▸ **Directions for this task**: List every line in the records below that contains the word "small".

▸ **Records for processing**:
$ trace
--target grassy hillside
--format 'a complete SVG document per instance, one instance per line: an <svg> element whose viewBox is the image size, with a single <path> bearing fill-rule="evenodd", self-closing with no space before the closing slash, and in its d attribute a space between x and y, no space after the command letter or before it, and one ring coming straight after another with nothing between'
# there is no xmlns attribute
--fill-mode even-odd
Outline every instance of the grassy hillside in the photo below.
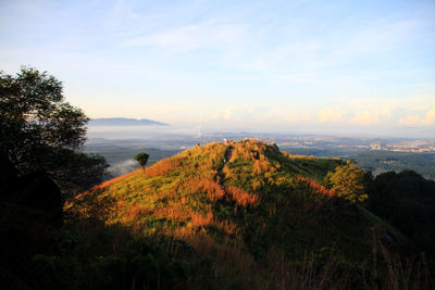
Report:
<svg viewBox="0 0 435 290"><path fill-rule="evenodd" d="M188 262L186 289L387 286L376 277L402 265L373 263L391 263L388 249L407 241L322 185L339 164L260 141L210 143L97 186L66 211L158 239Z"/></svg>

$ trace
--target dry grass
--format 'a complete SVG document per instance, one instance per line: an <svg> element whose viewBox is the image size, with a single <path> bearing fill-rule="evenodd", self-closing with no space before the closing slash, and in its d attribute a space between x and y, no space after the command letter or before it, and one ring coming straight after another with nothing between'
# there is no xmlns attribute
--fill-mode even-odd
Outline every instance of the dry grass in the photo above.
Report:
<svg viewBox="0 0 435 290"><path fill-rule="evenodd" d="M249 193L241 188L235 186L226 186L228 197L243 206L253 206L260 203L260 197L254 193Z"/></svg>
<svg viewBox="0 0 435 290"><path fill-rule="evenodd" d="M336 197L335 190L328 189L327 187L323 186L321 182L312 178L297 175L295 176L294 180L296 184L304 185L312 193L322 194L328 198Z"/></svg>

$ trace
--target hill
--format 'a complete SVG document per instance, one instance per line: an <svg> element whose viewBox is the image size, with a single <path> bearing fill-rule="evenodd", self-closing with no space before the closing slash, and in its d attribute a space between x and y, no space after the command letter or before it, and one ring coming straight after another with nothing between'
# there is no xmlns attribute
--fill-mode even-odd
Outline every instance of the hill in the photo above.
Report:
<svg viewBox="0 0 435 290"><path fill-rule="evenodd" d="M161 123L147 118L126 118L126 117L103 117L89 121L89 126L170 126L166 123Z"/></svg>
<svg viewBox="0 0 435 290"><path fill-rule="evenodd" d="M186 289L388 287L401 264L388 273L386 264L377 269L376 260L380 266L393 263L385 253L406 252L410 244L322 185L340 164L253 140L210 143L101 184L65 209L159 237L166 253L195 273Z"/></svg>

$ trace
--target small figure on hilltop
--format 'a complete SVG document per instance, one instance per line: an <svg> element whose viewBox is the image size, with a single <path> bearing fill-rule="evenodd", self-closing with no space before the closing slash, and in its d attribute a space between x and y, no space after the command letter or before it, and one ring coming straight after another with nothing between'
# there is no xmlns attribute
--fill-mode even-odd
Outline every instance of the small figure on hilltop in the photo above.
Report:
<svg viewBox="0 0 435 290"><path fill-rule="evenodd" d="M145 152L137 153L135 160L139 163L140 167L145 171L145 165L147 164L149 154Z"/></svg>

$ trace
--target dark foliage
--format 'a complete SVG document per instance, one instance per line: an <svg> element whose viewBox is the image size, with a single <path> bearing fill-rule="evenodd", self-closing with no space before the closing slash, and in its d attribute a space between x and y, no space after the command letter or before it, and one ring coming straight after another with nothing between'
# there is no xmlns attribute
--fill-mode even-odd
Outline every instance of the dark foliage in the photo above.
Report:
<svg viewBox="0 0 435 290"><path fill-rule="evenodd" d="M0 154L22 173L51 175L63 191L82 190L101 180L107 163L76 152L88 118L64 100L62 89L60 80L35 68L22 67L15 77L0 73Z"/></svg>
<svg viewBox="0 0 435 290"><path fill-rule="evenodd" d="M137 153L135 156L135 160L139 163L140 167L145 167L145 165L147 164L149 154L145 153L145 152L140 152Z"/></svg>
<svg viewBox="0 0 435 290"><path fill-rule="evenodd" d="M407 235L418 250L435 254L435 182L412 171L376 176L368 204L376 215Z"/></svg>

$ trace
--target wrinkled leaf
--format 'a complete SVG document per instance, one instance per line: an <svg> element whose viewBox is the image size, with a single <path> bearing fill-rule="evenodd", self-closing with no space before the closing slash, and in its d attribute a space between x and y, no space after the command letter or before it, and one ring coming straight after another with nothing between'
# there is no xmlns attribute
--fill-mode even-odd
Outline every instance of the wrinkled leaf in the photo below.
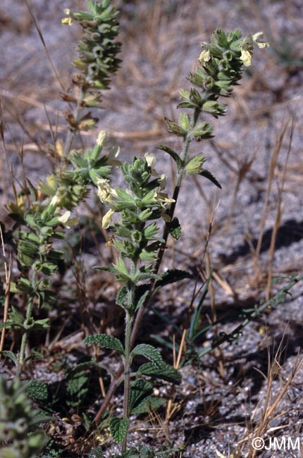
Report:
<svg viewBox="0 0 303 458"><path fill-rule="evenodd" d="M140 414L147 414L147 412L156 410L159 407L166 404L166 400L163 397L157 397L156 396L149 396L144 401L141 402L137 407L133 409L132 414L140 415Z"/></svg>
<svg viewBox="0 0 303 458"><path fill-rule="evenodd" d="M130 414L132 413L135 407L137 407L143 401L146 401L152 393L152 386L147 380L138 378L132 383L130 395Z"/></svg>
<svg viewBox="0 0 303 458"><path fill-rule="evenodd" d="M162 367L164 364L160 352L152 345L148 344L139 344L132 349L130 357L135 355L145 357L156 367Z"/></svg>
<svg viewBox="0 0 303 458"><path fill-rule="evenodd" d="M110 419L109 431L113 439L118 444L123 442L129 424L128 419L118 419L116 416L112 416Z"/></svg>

* * *

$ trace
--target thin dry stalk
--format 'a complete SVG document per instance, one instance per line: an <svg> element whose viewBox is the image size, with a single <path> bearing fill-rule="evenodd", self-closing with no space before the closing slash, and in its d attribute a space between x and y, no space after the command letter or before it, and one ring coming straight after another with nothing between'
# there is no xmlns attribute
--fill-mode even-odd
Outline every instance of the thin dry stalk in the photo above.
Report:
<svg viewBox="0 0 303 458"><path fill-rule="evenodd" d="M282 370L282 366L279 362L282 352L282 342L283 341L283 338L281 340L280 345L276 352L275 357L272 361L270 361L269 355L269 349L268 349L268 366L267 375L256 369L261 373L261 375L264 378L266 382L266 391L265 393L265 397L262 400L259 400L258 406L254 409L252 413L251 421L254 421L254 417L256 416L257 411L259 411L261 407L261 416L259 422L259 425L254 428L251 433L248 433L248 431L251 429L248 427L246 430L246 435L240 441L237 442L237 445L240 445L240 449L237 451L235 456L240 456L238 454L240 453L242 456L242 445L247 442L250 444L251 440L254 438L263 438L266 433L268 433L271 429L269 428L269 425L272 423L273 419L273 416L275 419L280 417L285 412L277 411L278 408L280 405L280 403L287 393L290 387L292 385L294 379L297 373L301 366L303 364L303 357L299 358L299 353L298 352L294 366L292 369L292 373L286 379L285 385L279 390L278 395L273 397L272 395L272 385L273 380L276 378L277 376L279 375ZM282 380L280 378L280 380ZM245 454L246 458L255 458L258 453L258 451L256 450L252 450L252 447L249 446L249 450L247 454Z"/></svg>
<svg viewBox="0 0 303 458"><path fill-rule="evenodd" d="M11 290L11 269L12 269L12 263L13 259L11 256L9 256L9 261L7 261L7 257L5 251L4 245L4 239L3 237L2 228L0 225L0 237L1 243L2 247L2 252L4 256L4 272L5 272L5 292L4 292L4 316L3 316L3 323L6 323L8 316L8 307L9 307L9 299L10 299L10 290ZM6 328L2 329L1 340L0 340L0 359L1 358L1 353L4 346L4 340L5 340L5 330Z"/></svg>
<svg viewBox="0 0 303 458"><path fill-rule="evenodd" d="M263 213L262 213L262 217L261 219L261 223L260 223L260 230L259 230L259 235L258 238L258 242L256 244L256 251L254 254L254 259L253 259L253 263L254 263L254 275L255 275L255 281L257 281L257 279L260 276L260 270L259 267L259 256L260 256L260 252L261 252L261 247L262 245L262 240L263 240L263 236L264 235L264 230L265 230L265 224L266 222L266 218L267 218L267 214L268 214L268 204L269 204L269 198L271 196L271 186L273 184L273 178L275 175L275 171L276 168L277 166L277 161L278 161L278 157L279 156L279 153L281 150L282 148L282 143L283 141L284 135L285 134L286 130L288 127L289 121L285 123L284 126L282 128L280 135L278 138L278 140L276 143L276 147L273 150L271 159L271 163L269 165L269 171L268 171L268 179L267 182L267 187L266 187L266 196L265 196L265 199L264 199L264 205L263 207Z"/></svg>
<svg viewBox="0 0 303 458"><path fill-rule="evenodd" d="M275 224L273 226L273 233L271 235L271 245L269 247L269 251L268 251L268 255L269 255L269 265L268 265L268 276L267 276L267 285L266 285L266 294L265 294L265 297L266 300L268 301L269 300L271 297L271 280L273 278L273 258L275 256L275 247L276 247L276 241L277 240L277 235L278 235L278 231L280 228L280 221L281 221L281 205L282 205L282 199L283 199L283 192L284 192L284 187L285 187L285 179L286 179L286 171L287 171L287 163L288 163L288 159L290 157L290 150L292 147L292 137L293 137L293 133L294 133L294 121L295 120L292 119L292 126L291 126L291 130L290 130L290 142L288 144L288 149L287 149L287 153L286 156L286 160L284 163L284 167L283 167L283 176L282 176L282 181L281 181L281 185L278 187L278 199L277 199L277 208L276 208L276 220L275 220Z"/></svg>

▸ **Result of the task**:
--target small figure on hilltop
Outline every instance of the small figure on hilltop in the photo above.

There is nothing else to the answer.